---- Records shown

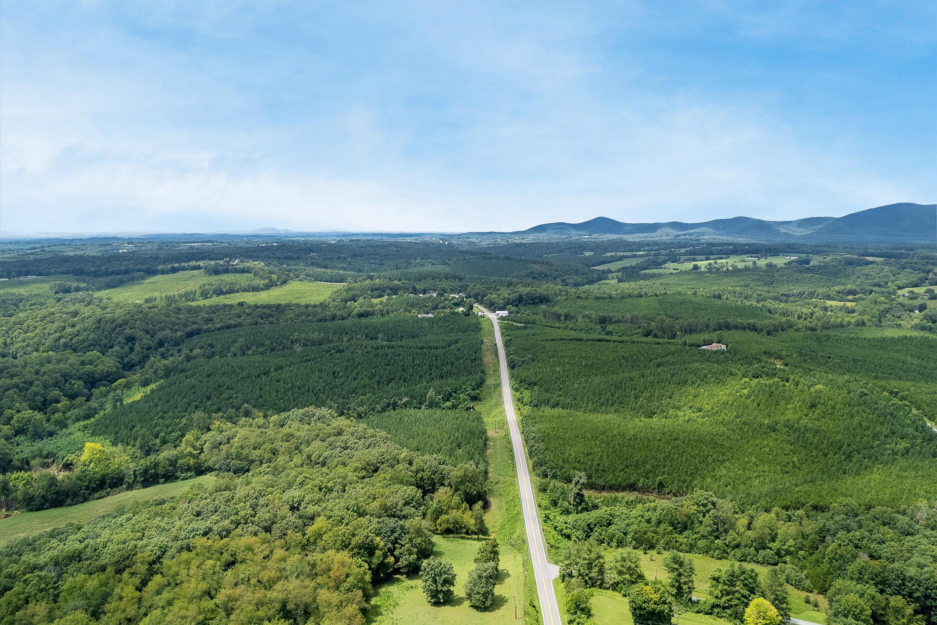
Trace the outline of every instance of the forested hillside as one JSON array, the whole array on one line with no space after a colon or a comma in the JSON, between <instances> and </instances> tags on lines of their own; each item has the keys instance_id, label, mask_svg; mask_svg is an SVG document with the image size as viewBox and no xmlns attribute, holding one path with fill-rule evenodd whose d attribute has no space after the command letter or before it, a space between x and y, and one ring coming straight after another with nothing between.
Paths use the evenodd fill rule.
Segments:
<instances>
[{"instance_id":1,"label":"forested hillside","mask_svg":"<svg viewBox=\"0 0 937 625\"><path fill-rule=\"evenodd\" d=\"M4 545L0 623L364 623L372 584L432 553L433 494L459 492L324 409L220 425L192 457L209 488Z\"/></svg>"}]
</instances>

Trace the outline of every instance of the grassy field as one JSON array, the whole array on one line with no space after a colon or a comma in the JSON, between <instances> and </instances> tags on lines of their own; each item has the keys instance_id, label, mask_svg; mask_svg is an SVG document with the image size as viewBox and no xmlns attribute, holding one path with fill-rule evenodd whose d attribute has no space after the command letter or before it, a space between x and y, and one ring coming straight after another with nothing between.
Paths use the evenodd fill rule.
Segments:
<instances>
[{"instance_id":1,"label":"grassy field","mask_svg":"<svg viewBox=\"0 0 937 625\"><path fill-rule=\"evenodd\" d=\"M482 541L456 536L436 536L433 555L455 567L454 596L441 605L432 605L423 593L419 575L398 575L378 587L378 595L371 602L367 622L374 625L488 625L516 623L512 600L518 580L509 573L501 559L501 572L495 587L495 603L487 610L468 606L465 598L465 583L468 571L474 568L475 554ZM521 581L520 583L523 583Z\"/></svg>"},{"instance_id":2,"label":"grassy field","mask_svg":"<svg viewBox=\"0 0 937 625\"><path fill-rule=\"evenodd\" d=\"M131 282L115 289L105 289L98 295L118 302L142 302L148 297L173 295L185 290L196 290L203 284L213 282L238 282L248 284L255 280L250 274L221 274L206 275L201 271L184 271L176 274L154 275L141 282Z\"/></svg>"},{"instance_id":3,"label":"grassy field","mask_svg":"<svg viewBox=\"0 0 937 625\"><path fill-rule=\"evenodd\" d=\"M937 287L908 287L907 289L900 289L898 290L898 294L904 295L905 293L917 293L920 295L926 289L933 289L937 291Z\"/></svg>"},{"instance_id":4,"label":"grassy field","mask_svg":"<svg viewBox=\"0 0 937 625\"><path fill-rule=\"evenodd\" d=\"M653 579L657 576L658 579L666 581L669 578L666 570L661 565L663 557L663 554L644 554L641 556L642 568L648 579ZM696 575L694 578L696 590L693 594L694 596L705 598L709 588L709 576L716 569L728 566L728 561L716 560L697 555L691 555L690 557L696 567ZM751 566L761 575L764 575L770 568L757 564ZM557 589L560 611L564 613L565 618L562 584L557 580L554 588ZM810 595L811 598L817 598L820 603L819 608L812 608L804 603L804 594L806 593L792 587L788 587L787 589L791 593L791 616L793 618L820 624L826 622L825 615L821 611L825 609L826 602L821 595ZM592 614L596 625L633 625L632 613L628 608L627 598L612 590L592 589L590 592L594 593L592 595ZM677 615L674 618L674 623L677 625L727 625L728 621L705 614L687 612Z\"/></svg>"},{"instance_id":5,"label":"grassy field","mask_svg":"<svg viewBox=\"0 0 937 625\"><path fill-rule=\"evenodd\" d=\"M182 482L161 484L150 486L149 488L129 490L126 493L112 495L101 499L85 501L77 506L66 506L51 510L39 510L35 513L13 514L5 519L0 519L0 544L38 531L52 529L52 528L61 528L69 523L90 521L93 518L117 512L124 506L139 501L149 501L160 497L176 497L184 493L190 486L198 484L207 484L214 479L214 476L202 475L191 480L183 480Z\"/></svg>"},{"instance_id":6,"label":"grassy field","mask_svg":"<svg viewBox=\"0 0 937 625\"><path fill-rule=\"evenodd\" d=\"M22 295L37 295L50 293L52 282L72 280L71 275L39 275L24 279L0 280L0 291L5 293L20 293Z\"/></svg>"},{"instance_id":7,"label":"grassy field","mask_svg":"<svg viewBox=\"0 0 937 625\"><path fill-rule=\"evenodd\" d=\"M423 594L419 575L397 576L376 588L378 595L371 603L368 623L485 625L540 622L525 601L525 591L533 592L533 575L529 571L525 574L527 543L517 494L517 475L501 403L494 331L490 323L483 323L482 336L485 383L482 401L476 409L482 412L488 430L491 506L485 514L485 523L491 533L498 537L501 552L501 574L495 588L495 604L488 610L478 611L469 607L465 599L463 587L468 571L475 566L473 559L479 542L471 538L437 536L435 555L455 567L457 579L453 600L443 605L430 605ZM525 588L525 582L529 584L529 588Z\"/></svg>"},{"instance_id":8,"label":"grassy field","mask_svg":"<svg viewBox=\"0 0 937 625\"><path fill-rule=\"evenodd\" d=\"M634 258L621 259L620 260L615 260L613 262L606 262L603 265L599 265L598 267L592 267L592 269L621 269L622 267L628 267L630 265L636 265L637 263L644 260L640 256Z\"/></svg>"},{"instance_id":9,"label":"grassy field","mask_svg":"<svg viewBox=\"0 0 937 625\"><path fill-rule=\"evenodd\" d=\"M793 254L785 254L781 256L769 256L766 259L758 260L758 266L764 267L767 262L773 262L776 265L782 265L787 262L790 259L787 256L794 256ZM749 257L745 255L730 256L727 259L721 259L720 260L688 260L687 262L668 262L663 265L667 269L676 269L677 271L690 271L692 269L693 265L699 265L700 271L705 271L706 266L710 262L718 262L723 269L726 267L732 269L737 269L741 267L748 267L751 265L751 260L748 260Z\"/></svg>"},{"instance_id":10,"label":"grassy field","mask_svg":"<svg viewBox=\"0 0 937 625\"><path fill-rule=\"evenodd\" d=\"M345 286L343 282L300 282L293 280L282 287L246 293L231 293L220 297L192 302L194 305L215 304L318 304Z\"/></svg>"}]
</instances>

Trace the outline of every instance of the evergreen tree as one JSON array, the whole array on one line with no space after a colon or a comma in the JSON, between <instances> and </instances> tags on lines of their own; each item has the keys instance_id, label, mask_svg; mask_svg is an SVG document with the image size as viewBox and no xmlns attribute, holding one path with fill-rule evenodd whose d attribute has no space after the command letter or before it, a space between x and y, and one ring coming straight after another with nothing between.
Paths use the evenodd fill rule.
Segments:
<instances>
[{"instance_id":1,"label":"evergreen tree","mask_svg":"<svg viewBox=\"0 0 937 625\"><path fill-rule=\"evenodd\" d=\"M671 551L663 558L663 568L670 573L670 590L679 603L690 603L693 597L693 575L696 568L693 560L683 554Z\"/></svg>"},{"instance_id":2,"label":"evergreen tree","mask_svg":"<svg viewBox=\"0 0 937 625\"><path fill-rule=\"evenodd\" d=\"M634 622L641 625L670 625L674 618L674 596L657 579L632 587L628 605Z\"/></svg>"},{"instance_id":3,"label":"evergreen tree","mask_svg":"<svg viewBox=\"0 0 937 625\"><path fill-rule=\"evenodd\" d=\"M781 615L781 620L791 618L791 595L787 591L787 583L783 574L777 568L768 569L765 575L764 596L774 609Z\"/></svg>"},{"instance_id":4,"label":"evergreen tree","mask_svg":"<svg viewBox=\"0 0 937 625\"><path fill-rule=\"evenodd\" d=\"M578 588L566 596L566 619L570 625L584 624L592 617L592 603L585 588Z\"/></svg>"},{"instance_id":5,"label":"evergreen tree","mask_svg":"<svg viewBox=\"0 0 937 625\"><path fill-rule=\"evenodd\" d=\"M632 586L646 581L641 557L631 549L615 553L605 564L605 588L627 594Z\"/></svg>"},{"instance_id":6,"label":"evergreen tree","mask_svg":"<svg viewBox=\"0 0 937 625\"><path fill-rule=\"evenodd\" d=\"M466 582L466 598L468 605L476 609L490 607L495 601L495 585L498 583L498 567L494 562L482 562L468 572Z\"/></svg>"},{"instance_id":7,"label":"evergreen tree","mask_svg":"<svg viewBox=\"0 0 937 625\"><path fill-rule=\"evenodd\" d=\"M483 562L493 562L496 569L500 567L501 558L498 547L498 539L489 538L479 545L478 553L475 554L475 564L482 564Z\"/></svg>"},{"instance_id":8,"label":"evergreen tree","mask_svg":"<svg viewBox=\"0 0 937 625\"><path fill-rule=\"evenodd\" d=\"M731 562L725 571L716 569L709 579L709 598L704 605L706 612L735 623L742 622L745 608L761 594L758 573Z\"/></svg>"}]
</instances>

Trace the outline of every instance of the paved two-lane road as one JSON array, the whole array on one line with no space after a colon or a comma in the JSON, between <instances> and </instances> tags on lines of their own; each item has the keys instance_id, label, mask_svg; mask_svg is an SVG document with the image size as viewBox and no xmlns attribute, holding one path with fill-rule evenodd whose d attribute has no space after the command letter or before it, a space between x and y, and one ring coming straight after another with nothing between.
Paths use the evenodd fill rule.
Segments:
<instances>
[{"instance_id":1,"label":"paved two-lane road","mask_svg":"<svg viewBox=\"0 0 937 625\"><path fill-rule=\"evenodd\" d=\"M479 306L482 308L482 306ZM504 413L508 418L508 428L511 430L511 444L514 450L514 464L517 466L517 485L521 496L521 509L524 512L524 527L527 529L528 544L530 545L530 562L533 564L534 581L537 583L537 596L540 598L540 609L543 616L543 625L561 625L559 608L557 605L557 594L553 590L553 580L558 573L558 568L546 559L546 544L543 543L543 532L540 527L540 516L537 513L537 502L533 499L533 486L530 484L530 472L527 466L527 453L524 451L524 441L521 430L517 425L517 415L514 413L514 402L511 396L511 380L508 378L508 360L504 355L504 343L501 341L501 330L498 327L498 318L482 308L495 326L495 342L498 344L498 360L501 366L501 395L504 398Z\"/></svg>"}]
</instances>

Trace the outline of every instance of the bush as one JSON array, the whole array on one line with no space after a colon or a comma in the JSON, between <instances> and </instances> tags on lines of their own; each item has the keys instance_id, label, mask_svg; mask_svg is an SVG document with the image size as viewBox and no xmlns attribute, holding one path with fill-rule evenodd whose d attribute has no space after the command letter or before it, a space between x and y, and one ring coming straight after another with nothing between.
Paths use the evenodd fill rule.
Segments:
<instances>
[{"instance_id":1,"label":"bush","mask_svg":"<svg viewBox=\"0 0 937 625\"><path fill-rule=\"evenodd\" d=\"M585 588L573 590L566 595L566 614L570 617L567 619L570 625L585 623L591 618L592 603Z\"/></svg>"},{"instance_id":2,"label":"bush","mask_svg":"<svg viewBox=\"0 0 937 625\"><path fill-rule=\"evenodd\" d=\"M757 597L745 609L745 625L781 625L781 615L771 602Z\"/></svg>"}]
</instances>

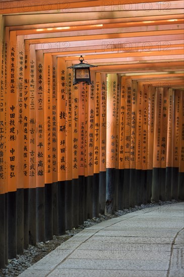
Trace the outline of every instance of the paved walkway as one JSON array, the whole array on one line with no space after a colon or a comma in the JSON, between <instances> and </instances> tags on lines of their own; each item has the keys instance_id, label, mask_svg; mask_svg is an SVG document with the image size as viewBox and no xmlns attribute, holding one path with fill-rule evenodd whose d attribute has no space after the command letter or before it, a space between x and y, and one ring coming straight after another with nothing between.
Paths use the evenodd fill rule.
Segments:
<instances>
[{"instance_id":1,"label":"paved walkway","mask_svg":"<svg viewBox=\"0 0 184 277\"><path fill-rule=\"evenodd\" d=\"M183 277L183 208L147 208L85 229L19 276Z\"/></svg>"}]
</instances>

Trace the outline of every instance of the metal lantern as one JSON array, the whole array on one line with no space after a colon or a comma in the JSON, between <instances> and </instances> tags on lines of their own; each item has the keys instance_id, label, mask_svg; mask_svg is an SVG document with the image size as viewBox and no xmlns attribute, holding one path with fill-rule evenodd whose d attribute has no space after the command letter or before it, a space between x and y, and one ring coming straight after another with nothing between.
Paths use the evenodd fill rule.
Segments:
<instances>
[{"instance_id":1,"label":"metal lantern","mask_svg":"<svg viewBox=\"0 0 184 277\"><path fill-rule=\"evenodd\" d=\"M97 67L97 66L83 62L84 60L82 55L80 57L79 60L80 61L80 63L68 67L68 68L73 68L74 71L73 85L79 83L91 85L90 67Z\"/></svg>"}]
</instances>

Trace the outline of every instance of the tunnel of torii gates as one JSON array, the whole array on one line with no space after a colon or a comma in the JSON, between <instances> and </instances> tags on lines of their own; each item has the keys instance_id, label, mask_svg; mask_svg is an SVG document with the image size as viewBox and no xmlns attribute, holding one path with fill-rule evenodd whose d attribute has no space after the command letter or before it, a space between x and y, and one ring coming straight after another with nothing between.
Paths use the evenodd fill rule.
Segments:
<instances>
[{"instance_id":1,"label":"tunnel of torii gates","mask_svg":"<svg viewBox=\"0 0 184 277\"><path fill-rule=\"evenodd\" d=\"M99 213L184 199L182 1L127 17L95 1L46 14L46 2L0 9L0 267ZM109 48L126 36L134 49ZM68 68L81 54L98 65L90 85Z\"/></svg>"}]
</instances>

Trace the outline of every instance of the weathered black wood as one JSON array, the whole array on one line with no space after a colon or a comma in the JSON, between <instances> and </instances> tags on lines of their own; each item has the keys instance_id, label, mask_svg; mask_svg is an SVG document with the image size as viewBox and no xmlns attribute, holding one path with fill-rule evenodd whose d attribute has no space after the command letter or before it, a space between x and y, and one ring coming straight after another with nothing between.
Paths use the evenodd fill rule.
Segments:
<instances>
[{"instance_id":1,"label":"weathered black wood","mask_svg":"<svg viewBox=\"0 0 184 277\"><path fill-rule=\"evenodd\" d=\"M24 253L24 189L17 190L17 254Z\"/></svg>"},{"instance_id":2,"label":"weathered black wood","mask_svg":"<svg viewBox=\"0 0 184 277\"><path fill-rule=\"evenodd\" d=\"M65 224L66 230L71 230L72 226L72 181L65 181Z\"/></svg>"},{"instance_id":3,"label":"weathered black wood","mask_svg":"<svg viewBox=\"0 0 184 277\"><path fill-rule=\"evenodd\" d=\"M84 179L84 220L85 221L88 218L88 177L85 176Z\"/></svg>"},{"instance_id":4,"label":"weathered black wood","mask_svg":"<svg viewBox=\"0 0 184 277\"><path fill-rule=\"evenodd\" d=\"M165 200L171 200L172 168L166 167L165 173Z\"/></svg>"},{"instance_id":5,"label":"weathered black wood","mask_svg":"<svg viewBox=\"0 0 184 277\"><path fill-rule=\"evenodd\" d=\"M87 217L88 219L93 218L93 176L87 177Z\"/></svg>"},{"instance_id":6,"label":"weathered black wood","mask_svg":"<svg viewBox=\"0 0 184 277\"><path fill-rule=\"evenodd\" d=\"M0 194L0 268L4 267L6 260L5 194Z\"/></svg>"},{"instance_id":7,"label":"weathered black wood","mask_svg":"<svg viewBox=\"0 0 184 277\"><path fill-rule=\"evenodd\" d=\"M72 180L72 227L79 226L79 179Z\"/></svg>"},{"instance_id":8,"label":"weathered black wood","mask_svg":"<svg viewBox=\"0 0 184 277\"><path fill-rule=\"evenodd\" d=\"M105 213L106 201L106 171L99 173L99 213L102 215Z\"/></svg>"},{"instance_id":9,"label":"weathered black wood","mask_svg":"<svg viewBox=\"0 0 184 277\"><path fill-rule=\"evenodd\" d=\"M106 204L105 213L113 215L115 208L115 168L107 168L106 171Z\"/></svg>"},{"instance_id":10,"label":"weathered black wood","mask_svg":"<svg viewBox=\"0 0 184 277\"><path fill-rule=\"evenodd\" d=\"M17 192L11 191L8 196L8 258L17 256Z\"/></svg>"},{"instance_id":11,"label":"weathered black wood","mask_svg":"<svg viewBox=\"0 0 184 277\"><path fill-rule=\"evenodd\" d=\"M146 170L142 169L141 173L141 203L146 204L147 201L147 180L146 180Z\"/></svg>"},{"instance_id":12,"label":"weathered black wood","mask_svg":"<svg viewBox=\"0 0 184 277\"><path fill-rule=\"evenodd\" d=\"M165 201L166 168L160 168L160 199Z\"/></svg>"},{"instance_id":13,"label":"weathered black wood","mask_svg":"<svg viewBox=\"0 0 184 277\"><path fill-rule=\"evenodd\" d=\"M65 225L65 181L58 182L58 235L66 233Z\"/></svg>"},{"instance_id":14,"label":"weathered black wood","mask_svg":"<svg viewBox=\"0 0 184 277\"><path fill-rule=\"evenodd\" d=\"M184 200L184 172L178 173L178 198Z\"/></svg>"},{"instance_id":15,"label":"weathered black wood","mask_svg":"<svg viewBox=\"0 0 184 277\"><path fill-rule=\"evenodd\" d=\"M157 202L160 199L160 168L153 168L152 179L152 202Z\"/></svg>"},{"instance_id":16,"label":"weathered black wood","mask_svg":"<svg viewBox=\"0 0 184 277\"><path fill-rule=\"evenodd\" d=\"M93 217L99 216L99 173L95 173L93 178Z\"/></svg>"},{"instance_id":17,"label":"weathered black wood","mask_svg":"<svg viewBox=\"0 0 184 277\"><path fill-rule=\"evenodd\" d=\"M148 203L150 203L152 187L153 170L152 169L148 169L147 171L147 201Z\"/></svg>"},{"instance_id":18,"label":"weathered black wood","mask_svg":"<svg viewBox=\"0 0 184 277\"><path fill-rule=\"evenodd\" d=\"M178 167L172 167L171 198L175 200L178 199Z\"/></svg>"},{"instance_id":19,"label":"weathered black wood","mask_svg":"<svg viewBox=\"0 0 184 277\"><path fill-rule=\"evenodd\" d=\"M52 183L52 212L53 212L53 234L58 235L58 183Z\"/></svg>"},{"instance_id":20,"label":"weathered black wood","mask_svg":"<svg viewBox=\"0 0 184 277\"><path fill-rule=\"evenodd\" d=\"M29 188L24 189L24 248L29 246Z\"/></svg>"},{"instance_id":21,"label":"weathered black wood","mask_svg":"<svg viewBox=\"0 0 184 277\"><path fill-rule=\"evenodd\" d=\"M133 207L135 205L135 169L132 168L130 173L130 206Z\"/></svg>"},{"instance_id":22,"label":"weathered black wood","mask_svg":"<svg viewBox=\"0 0 184 277\"><path fill-rule=\"evenodd\" d=\"M115 169L115 197L114 197L114 210L118 211L119 210L118 202L118 188L119 182L119 169L116 168Z\"/></svg>"},{"instance_id":23,"label":"weathered black wood","mask_svg":"<svg viewBox=\"0 0 184 277\"><path fill-rule=\"evenodd\" d=\"M45 188L36 188L36 240L45 241Z\"/></svg>"},{"instance_id":24,"label":"weathered black wood","mask_svg":"<svg viewBox=\"0 0 184 277\"><path fill-rule=\"evenodd\" d=\"M36 188L29 189L29 243L36 244Z\"/></svg>"},{"instance_id":25,"label":"weathered black wood","mask_svg":"<svg viewBox=\"0 0 184 277\"><path fill-rule=\"evenodd\" d=\"M124 185L122 189L124 209L129 209L130 207L130 169L124 169Z\"/></svg>"},{"instance_id":26,"label":"weathered black wood","mask_svg":"<svg viewBox=\"0 0 184 277\"><path fill-rule=\"evenodd\" d=\"M84 221L84 176L79 176L79 224Z\"/></svg>"}]
</instances>

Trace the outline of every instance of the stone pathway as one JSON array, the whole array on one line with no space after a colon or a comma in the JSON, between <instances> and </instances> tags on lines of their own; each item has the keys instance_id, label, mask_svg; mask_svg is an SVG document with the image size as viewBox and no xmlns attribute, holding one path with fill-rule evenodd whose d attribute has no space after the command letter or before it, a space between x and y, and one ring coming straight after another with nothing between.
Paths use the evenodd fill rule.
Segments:
<instances>
[{"instance_id":1,"label":"stone pathway","mask_svg":"<svg viewBox=\"0 0 184 277\"><path fill-rule=\"evenodd\" d=\"M138 211L84 229L20 277L183 277L184 203Z\"/></svg>"}]
</instances>

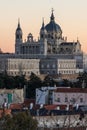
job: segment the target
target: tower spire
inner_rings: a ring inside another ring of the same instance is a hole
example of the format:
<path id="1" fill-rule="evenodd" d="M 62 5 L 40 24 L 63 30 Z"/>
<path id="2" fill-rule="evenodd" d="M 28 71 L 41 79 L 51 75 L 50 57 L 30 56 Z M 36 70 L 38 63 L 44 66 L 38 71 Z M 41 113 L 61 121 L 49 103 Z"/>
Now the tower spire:
<path id="1" fill-rule="evenodd" d="M 20 28 L 20 18 L 18 18 L 18 28 Z"/>
<path id="2" fill-rule="evenodd" d="M 54 11 L 54 9 L 52 8 L 52 9 L 51 9 L 51 12 L 52 12 L 52 13 L 51 13 L 51 17 L 50 17 L 50 20 L 51 20 L 51 21 L 54 21 L 54 18 L 55 18 L 55 17 L 54 17 L 54 14 L 53 14 L 53 11 Z"/>

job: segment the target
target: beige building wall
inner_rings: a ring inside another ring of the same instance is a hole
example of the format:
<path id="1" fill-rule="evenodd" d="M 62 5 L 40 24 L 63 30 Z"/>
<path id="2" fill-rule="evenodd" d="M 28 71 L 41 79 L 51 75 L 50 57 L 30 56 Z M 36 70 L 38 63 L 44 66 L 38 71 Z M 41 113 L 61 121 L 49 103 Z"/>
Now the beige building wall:
<path id="1" fill-rule="evenodd" d="M 75 74 L 76 60 L 75 59 L 58 59 L 58 74 Z"/>
<path id="2" fill-rule="evenodd" d="M 31 72 L 39 75 L 39 59 L 18 59 L 7 58 L 0 59 L 0 71 L 7 71 L 9 75 L 26 75 L 29 76 Z"/>

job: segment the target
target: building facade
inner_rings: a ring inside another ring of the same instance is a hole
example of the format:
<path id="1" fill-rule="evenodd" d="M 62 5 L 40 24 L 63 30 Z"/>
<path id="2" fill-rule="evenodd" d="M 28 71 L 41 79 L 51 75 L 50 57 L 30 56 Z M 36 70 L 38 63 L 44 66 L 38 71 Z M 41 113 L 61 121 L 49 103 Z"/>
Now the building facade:
<path id="1" fill-rule="evenodd" d="M 7 62 L 5 65 L 4 61 Z M 30 67 L 31 62 L 34 64 L 33 68 Z M 15 67 L 12 67 L 12 64 Z M 83 72 L 83 53 L 78 39 L 76 42 L 68 42 L 67 37 L 62 36 L 62 29 L 56 23 L 52 10 L 49 23 L 45 25 L 44 20 L 42 22 L 37 41 L 31 33 L 23 41 L 23 32 L 18 21 L 15 53 L 0 54 L 0 66 L 4 66 L 0 72 L 6 69 L 11 75 L 19 74 L 20 68 L 25 75 L 30 75 L 31 72 L 37 75 L 75 74 Z"/>
<path id="2" fill-rule="evenodd" d="M 36 89 L 36 104 L 87 105 L 87 89 L 42 87 Z"/>

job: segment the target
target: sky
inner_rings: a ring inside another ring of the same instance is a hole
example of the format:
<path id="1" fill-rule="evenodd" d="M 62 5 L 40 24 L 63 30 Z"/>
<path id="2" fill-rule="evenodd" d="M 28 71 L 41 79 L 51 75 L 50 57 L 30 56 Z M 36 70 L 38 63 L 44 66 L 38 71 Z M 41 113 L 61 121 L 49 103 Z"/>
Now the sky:
<path id="1" fill-rule="evenodd" d="M 42 19 L 50 21 L 51 9 L 67 41 L 79 39 L 87 52 L 87 0 L 0 0 L 0 48 L 15 51 L 15 31 L 20 18 L 23 41 L 29 33 L 38 39 Z"/>

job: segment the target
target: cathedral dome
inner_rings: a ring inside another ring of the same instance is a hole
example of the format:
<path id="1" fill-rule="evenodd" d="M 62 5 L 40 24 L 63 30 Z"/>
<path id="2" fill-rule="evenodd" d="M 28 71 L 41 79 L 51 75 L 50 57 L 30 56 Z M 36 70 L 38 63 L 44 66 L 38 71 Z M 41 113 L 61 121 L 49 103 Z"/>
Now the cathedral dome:
<path id="1" fill-rule="evenodd" d="M 55 31 L 56 33 L 61 32 L 60 26 L 56 24 L 55 21 L 50 21 L 50 23 L 45 26 L 45 29 L 47 30 L 47 32 L 51 31 Z"/>
<path id="2" fill-rule="evenodd" d="M 47 30 L 48 33 L 54 32 L 54 33 L 58 34 L 59 37 L 62 34 L 61 27 L 55 22 L 53 10 L 52 10 L 52 14 L 50 17 L 50 22 L 45 26 L 45 29 Z"/>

--------

### [What you should do]
Pull out each line of the records above that contains the string "stone".

### [Worked solution]
Trace the outline of every instance of the stone pathway as one JSON array, the whole array on one line with no space after a colon or a comma in the JSON, between <instances> and </instances> tags on lines of their own; each item has the keys instance_id, label, mask_svg; mask_svg is an SVG document with the image size as viewBox and no xmlns attribute, holding one path with fill-rule evenodd whose d attribute has no space after the command letter or before it, a space between x and y, and one ring coming straight after another with nothing between.
[{"instance_id":1,"label":"stone pathway","mask_svg":"<svg viewBox=\"0 0 184 277\"><path fill-rule=\"evenodd\" d=\"M138 211L84 229L20 277L183 277L184 203Z\"/></svg>"}]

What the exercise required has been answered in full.